▶ [EXTRAIT DU TEXTE]
De notre correspondante au Cameroun

Le harcèlement sexuel est le lot quotidien de nombreuses jeunes Camerounaises. L’auteur, le Pr. Jean-Emmanuel Pondi, commence son ouvrage par des exemples et témoignages racontés par les victimes elles-mêmes. Elles s’appellent Josepha, Catherine, Marie-Odette, Flavie, Perpétue ou encore Danielle. Elles sont de jeunes bachelières et entrent en première année dans des facultés ou grandes écoles. L’université est un nouveau monde pour elles. Mais très vite, elles découvrent la dure réalité de ce milieu : le harcèlement sexuel.

Jean-Emmanuel Pondi parcourt les méandres de cette atteinte aux droits de la femme. En cinq chapitres, il raconte d’abord quelques histoires de victimes de harcèlement. Puis, il définit les deux concepts principaux autour desquels sont construits son livre : le harcèlement sexuel et la déontologie. Dans le 3e chapitre de son ouvrage, M. Pondi présente les causes du harcèlement sexuel en milieu universitaire : « la faiblesse du ratio de l’encadrement académique, c’est-à-dire le barème enseignants-apprenants ; les spécificités de l’évolution démographique observées à l’université ; l’insécurité financière de la masse estudiantine ; la quasi-démission d’un nombre important de parents de leurs responsabilités pédagogiques et morales ; le recours «à la facilité » d’une certaine catégorie d’étudiantes peu enclines à s’adonner à un effort intellectuel de longue durée ».

Le harcèlement sexuel des étudiantes est une lapalissade pour tous ceux qui côtoient le milieu universitaire. Ici, le succès académique des filles est plutôt suspect et certaines filles ont honte de dire qu’elles sont brillantes et qu’elles ont réussi à force de travail. Des jeunes filles quittent les bancs de l’université par crainte d’un enseignant à qui elles refusent de céder. Edwige A. rêvait de devenir magistrate. Après le baccalauréat, elle s’inscrit à la faculté de Droit de l’ancienne université de Yaoundé, celle d’avant la réforme universitaire. Elle subit alors un harcèlement sexuel soutenu et suivi de son enseignant de Droit constitutionnel. Ses parents, pour la protéger, décident de l’envoyer au Gabon où elle achève ses études.

▶ [CONSIGNE 1]
Résumez en deux phrases le texte sur le harcèlement sexuel des étudiantes au Cameroun.

Extrait d'un fichier de données
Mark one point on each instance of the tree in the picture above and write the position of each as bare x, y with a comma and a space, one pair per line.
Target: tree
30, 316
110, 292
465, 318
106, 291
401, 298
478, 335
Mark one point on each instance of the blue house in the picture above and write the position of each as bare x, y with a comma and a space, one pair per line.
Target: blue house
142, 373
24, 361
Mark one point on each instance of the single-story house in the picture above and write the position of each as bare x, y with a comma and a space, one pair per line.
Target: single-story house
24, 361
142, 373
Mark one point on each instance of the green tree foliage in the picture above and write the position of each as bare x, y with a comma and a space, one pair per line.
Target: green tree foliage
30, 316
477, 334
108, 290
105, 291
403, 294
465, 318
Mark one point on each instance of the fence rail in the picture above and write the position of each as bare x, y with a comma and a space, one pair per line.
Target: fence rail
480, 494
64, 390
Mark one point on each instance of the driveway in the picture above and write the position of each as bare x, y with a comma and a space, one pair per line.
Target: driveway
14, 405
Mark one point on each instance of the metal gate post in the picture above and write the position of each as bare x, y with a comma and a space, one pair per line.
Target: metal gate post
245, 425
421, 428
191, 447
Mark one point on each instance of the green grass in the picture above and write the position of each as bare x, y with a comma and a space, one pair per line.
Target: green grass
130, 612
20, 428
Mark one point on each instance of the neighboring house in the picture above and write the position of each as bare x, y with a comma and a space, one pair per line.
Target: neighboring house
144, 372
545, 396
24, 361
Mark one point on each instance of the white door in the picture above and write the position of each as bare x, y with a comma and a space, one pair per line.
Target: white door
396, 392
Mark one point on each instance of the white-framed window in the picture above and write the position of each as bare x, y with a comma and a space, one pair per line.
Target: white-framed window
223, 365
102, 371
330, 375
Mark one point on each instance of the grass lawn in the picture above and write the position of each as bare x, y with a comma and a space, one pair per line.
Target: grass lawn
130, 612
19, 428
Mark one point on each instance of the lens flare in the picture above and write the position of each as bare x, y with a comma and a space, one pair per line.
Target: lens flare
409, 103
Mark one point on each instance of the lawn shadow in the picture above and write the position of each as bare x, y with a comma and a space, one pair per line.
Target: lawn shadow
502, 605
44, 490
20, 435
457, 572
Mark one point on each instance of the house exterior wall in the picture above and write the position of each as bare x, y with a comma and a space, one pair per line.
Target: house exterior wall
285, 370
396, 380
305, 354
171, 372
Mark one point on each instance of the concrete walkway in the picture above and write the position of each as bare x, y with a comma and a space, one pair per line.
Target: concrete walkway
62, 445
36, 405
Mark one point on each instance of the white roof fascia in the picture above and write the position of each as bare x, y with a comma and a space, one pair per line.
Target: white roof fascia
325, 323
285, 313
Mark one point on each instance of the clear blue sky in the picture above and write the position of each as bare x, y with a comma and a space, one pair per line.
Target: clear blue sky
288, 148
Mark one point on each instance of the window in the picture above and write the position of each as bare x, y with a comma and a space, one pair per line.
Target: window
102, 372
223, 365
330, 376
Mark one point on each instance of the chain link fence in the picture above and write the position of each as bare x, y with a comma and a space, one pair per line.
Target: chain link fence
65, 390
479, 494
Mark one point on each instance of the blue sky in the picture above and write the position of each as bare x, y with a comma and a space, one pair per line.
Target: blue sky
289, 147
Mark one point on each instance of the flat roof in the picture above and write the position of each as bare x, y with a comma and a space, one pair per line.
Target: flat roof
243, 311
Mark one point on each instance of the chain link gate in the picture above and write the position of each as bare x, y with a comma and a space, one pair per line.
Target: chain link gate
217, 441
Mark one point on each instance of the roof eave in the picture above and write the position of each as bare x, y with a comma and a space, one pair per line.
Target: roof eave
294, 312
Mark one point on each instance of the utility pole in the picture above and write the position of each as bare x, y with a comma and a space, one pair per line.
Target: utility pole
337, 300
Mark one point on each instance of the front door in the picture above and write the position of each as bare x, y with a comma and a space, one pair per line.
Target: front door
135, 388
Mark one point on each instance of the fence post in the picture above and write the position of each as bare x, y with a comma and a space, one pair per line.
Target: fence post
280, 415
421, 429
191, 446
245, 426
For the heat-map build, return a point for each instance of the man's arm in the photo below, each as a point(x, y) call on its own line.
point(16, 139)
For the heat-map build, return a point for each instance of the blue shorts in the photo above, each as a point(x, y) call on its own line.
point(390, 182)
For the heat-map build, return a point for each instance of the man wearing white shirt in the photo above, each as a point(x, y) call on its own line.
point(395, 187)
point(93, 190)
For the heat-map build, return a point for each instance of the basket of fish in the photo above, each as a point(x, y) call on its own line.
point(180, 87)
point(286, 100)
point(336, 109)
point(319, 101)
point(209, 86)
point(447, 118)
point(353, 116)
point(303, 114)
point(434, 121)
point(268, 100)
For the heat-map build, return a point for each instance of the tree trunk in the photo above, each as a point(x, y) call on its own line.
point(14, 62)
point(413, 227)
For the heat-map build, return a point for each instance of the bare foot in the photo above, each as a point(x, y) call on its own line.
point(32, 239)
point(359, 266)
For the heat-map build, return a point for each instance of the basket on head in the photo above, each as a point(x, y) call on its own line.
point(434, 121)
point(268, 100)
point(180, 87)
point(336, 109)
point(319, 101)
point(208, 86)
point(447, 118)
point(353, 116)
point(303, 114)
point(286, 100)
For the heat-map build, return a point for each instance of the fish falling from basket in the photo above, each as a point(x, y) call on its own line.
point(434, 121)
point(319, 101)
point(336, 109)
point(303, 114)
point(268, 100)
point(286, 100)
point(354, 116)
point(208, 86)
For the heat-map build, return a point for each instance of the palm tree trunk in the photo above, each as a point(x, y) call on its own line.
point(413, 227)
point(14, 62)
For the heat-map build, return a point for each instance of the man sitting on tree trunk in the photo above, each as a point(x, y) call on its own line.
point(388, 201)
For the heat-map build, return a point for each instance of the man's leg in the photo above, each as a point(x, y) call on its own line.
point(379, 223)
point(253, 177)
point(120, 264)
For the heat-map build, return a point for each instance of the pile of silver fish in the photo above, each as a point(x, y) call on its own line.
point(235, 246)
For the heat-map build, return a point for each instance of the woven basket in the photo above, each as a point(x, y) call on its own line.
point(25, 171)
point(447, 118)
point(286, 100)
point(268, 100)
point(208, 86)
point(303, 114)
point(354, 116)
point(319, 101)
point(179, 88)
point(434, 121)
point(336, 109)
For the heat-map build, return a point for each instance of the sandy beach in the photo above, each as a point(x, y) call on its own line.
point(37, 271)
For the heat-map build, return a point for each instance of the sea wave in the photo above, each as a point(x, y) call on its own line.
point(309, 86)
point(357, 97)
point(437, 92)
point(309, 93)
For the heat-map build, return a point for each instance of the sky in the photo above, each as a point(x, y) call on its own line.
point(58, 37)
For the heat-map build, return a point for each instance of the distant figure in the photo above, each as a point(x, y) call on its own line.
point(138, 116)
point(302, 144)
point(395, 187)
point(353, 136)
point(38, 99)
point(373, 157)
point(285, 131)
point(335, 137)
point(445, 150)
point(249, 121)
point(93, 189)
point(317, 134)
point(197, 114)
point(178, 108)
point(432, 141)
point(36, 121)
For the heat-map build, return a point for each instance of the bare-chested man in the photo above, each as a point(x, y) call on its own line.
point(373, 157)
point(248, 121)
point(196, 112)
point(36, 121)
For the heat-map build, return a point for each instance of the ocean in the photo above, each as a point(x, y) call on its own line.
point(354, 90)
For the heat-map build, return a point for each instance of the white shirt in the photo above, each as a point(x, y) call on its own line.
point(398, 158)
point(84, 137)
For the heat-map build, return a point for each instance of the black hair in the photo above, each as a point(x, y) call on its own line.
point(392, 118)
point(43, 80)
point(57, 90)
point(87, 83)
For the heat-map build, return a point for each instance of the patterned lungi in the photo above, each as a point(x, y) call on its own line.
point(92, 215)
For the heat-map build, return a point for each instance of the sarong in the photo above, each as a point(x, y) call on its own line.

▶ [CONSIGNE 2]
Placez dans un tableau Markdown les lignes des entrées, de celle qui contient « of the black » jusqu'à la dernière ligne des entrées incluse, sans les lignes vides. Utilisez une colonne « Numéro » pour le numéro de rang et une colonne « Ligne » pour le texte de chaque ligne.

▶ [RÉSULTAT 1]
Le harcèlement sexuel est le lot quotidien de nombreuses jeunes Camerounaises qui entrent à l'université, et le Pr. Jean-Emmanuel Pondi ouvre son ouvrage par des témoignages racontés par les victimes elles-mêmes. En cinq chapitres, il définit le harcèlement sexuel et la déontologie, puis présente les causes du phénomène en milieu universitaire, dont la faiblesse du ratio enseignants-apprenants, l'insécurité financière des étudiants et la quasi-démission de nombreux parents.

▶ [RÉSULTAT 2]
| Numéro | Ligne |
|---|---|
| 1 | For the heat-map build, return a point for each instance of the black hair in the photo above, each as a point(x, y) call on its own line. |
| 2 | point(392, 118) |
| 3 | point(43, 80) |
| 4 | point(57, 90) |
| 5 | point(87, 83) |
| 6 | For the heat-map build, return a point for each instance of the patterned lungi in the photo above, each as a point(x, y) call on its own line. |
| 7 | point(92, 215) |
| 8 | For the heat-map build, return a point for each instance of the sarong in the photo above, each as a point(x, y) call on its own line. |